* Work to do: Copy the rows of the dataset excerpt from its start through the line holding "x=555 y=296", inclusive, switching "dot" to "mark" and leaving everything else unchanged.

* Dataset excerpt:

---*---

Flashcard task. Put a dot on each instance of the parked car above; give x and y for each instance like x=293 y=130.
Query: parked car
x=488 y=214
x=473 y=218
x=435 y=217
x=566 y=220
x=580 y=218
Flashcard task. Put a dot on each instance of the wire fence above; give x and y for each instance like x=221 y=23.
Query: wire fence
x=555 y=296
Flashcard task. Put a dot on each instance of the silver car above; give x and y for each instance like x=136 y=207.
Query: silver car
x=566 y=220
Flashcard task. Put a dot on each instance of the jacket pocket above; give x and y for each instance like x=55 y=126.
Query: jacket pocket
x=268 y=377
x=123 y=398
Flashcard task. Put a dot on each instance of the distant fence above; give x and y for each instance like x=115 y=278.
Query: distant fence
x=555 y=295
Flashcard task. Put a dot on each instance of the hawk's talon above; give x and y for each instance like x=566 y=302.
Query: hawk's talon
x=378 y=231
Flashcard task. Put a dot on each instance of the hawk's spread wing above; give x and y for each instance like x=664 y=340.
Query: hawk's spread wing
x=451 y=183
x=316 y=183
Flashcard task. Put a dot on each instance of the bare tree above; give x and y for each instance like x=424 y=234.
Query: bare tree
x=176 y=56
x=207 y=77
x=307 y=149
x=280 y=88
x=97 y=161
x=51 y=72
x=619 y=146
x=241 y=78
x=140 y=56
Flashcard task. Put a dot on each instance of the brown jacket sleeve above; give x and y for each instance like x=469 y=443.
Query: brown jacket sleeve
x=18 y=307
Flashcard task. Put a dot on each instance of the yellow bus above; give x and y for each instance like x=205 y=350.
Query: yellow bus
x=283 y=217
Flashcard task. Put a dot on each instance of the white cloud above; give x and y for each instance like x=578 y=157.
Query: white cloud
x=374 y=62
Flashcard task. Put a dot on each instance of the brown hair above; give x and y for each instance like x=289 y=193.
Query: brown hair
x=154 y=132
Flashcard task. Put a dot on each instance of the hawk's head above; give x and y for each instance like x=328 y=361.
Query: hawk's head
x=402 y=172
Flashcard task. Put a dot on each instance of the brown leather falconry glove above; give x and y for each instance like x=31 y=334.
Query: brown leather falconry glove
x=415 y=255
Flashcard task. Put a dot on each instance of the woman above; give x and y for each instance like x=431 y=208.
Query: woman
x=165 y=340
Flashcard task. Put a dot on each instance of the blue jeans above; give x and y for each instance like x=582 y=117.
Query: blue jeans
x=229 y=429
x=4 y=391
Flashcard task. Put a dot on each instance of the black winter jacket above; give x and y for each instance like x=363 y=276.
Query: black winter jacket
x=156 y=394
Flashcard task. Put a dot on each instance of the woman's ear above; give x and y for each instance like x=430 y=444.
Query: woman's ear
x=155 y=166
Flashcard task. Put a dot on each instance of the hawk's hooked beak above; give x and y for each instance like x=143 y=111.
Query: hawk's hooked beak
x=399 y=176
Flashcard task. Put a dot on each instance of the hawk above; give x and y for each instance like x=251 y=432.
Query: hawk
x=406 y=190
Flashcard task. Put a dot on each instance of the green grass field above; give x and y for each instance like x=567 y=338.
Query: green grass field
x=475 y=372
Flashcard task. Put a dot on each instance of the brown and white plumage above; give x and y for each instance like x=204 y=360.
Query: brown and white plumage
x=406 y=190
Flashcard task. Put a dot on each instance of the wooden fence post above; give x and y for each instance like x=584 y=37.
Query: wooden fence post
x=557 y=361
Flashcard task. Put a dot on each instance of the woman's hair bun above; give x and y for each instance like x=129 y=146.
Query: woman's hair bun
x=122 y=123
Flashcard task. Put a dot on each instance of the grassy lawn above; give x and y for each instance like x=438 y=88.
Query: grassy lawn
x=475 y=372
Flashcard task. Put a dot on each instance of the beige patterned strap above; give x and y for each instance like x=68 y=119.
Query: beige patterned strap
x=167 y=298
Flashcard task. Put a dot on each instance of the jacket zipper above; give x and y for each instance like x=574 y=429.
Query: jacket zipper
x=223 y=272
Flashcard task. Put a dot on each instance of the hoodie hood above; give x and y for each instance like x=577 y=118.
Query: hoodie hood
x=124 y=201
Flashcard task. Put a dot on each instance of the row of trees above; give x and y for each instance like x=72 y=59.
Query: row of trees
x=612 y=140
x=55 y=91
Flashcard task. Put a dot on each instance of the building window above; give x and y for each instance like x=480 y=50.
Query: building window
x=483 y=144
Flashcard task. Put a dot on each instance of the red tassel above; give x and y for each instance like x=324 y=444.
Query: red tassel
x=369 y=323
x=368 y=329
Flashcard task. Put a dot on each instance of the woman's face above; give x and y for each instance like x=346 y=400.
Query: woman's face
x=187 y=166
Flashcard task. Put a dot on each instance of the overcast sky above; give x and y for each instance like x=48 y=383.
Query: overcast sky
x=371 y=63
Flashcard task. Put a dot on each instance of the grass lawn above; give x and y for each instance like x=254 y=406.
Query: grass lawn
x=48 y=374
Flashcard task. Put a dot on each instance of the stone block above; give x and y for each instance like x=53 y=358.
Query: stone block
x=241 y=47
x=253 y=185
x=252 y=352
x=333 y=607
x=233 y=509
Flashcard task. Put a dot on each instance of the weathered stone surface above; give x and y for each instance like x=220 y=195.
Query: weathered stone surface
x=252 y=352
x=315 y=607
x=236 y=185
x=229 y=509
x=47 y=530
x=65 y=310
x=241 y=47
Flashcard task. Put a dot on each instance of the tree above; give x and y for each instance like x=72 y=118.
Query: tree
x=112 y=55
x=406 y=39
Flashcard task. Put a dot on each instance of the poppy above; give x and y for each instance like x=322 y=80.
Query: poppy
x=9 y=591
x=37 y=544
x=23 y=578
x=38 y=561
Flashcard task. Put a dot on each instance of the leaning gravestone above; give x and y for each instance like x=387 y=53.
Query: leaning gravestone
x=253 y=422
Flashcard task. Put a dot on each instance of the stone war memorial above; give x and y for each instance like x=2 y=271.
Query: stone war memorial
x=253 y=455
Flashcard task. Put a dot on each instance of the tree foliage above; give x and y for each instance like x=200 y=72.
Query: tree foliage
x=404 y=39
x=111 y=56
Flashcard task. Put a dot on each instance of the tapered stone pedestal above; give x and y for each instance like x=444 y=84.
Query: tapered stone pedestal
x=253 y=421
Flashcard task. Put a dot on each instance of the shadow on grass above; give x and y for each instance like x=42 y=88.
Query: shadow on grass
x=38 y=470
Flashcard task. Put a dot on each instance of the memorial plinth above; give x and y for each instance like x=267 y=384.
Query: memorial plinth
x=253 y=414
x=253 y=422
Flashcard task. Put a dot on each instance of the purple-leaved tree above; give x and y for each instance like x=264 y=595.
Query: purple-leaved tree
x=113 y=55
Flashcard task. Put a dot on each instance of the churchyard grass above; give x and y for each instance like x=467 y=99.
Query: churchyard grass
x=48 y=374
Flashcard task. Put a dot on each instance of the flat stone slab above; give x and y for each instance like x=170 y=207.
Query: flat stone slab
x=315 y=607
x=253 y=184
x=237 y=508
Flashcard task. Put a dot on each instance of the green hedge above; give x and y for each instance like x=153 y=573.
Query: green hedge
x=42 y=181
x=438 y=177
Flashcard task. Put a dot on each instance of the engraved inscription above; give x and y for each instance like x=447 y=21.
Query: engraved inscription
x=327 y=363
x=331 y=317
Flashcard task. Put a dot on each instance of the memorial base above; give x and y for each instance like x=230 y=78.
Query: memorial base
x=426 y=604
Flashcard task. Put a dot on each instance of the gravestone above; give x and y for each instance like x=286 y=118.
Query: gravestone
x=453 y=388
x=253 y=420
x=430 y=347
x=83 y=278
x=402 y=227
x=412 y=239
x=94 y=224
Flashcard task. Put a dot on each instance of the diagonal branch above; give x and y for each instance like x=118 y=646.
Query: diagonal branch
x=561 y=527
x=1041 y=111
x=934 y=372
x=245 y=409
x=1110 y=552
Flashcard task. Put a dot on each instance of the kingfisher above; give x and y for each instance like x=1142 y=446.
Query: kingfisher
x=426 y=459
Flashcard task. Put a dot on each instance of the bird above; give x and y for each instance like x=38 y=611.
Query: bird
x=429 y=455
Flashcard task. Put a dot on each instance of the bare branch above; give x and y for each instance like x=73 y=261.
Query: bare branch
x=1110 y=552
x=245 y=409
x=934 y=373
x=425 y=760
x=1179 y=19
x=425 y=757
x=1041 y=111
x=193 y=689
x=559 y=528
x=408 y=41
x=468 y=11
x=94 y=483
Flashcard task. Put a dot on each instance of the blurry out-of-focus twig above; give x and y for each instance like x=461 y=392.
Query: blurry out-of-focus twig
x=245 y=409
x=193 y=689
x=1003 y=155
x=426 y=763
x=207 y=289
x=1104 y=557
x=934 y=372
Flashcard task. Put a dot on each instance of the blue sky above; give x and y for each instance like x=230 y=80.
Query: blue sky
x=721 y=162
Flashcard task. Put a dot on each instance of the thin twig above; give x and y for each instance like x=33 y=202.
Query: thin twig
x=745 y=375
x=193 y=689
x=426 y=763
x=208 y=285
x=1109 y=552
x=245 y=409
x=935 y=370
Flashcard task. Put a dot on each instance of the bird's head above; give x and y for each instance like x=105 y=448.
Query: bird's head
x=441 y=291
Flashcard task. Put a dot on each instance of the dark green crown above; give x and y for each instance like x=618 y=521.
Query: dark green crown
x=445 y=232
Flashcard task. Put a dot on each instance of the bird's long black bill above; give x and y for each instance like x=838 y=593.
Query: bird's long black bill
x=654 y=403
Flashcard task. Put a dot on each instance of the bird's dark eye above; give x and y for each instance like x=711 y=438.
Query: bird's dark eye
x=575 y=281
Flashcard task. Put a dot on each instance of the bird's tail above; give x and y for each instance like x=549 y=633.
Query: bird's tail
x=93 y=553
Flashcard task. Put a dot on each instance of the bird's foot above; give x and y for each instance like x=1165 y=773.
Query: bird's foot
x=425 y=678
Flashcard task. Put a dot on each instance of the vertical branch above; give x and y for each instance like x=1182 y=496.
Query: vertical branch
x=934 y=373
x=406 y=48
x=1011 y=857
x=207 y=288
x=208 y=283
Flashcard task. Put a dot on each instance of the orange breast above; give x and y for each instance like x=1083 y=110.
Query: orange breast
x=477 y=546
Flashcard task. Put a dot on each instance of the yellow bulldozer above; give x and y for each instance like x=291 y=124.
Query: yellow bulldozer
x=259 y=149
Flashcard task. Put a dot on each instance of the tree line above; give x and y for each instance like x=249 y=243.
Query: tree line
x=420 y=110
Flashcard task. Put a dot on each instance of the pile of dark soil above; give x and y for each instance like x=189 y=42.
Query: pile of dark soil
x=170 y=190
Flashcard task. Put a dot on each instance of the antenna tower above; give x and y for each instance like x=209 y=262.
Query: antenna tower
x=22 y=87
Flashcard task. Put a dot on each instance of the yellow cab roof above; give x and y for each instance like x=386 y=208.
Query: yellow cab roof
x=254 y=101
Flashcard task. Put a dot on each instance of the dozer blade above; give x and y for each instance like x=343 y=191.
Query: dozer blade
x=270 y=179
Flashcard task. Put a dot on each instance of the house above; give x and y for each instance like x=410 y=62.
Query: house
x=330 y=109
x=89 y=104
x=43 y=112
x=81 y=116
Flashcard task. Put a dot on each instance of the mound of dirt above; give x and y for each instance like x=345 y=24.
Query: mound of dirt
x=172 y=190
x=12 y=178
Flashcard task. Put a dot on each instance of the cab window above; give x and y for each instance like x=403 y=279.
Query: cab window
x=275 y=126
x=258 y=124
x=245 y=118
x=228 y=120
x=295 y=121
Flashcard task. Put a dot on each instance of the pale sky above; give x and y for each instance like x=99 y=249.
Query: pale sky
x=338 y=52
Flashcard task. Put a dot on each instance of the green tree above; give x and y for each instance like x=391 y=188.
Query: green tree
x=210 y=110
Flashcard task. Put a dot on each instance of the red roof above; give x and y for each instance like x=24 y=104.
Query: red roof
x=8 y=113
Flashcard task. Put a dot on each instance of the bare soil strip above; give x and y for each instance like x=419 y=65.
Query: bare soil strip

---*---

* Exercise solution:
Flashcard task. Put a mark on each instance of the parked car above; give x and y for each instance like x=293 y=130.
Query: parked car
x=488 y=214
x=473 y=218
x=435 y=217
x=566 y=220
x=580 y=218
Flashcard task. Put a mark on each instance of the wire fence above; give x and y for each instance like x=221 y=23.
Query: wire fence
x=555 y=296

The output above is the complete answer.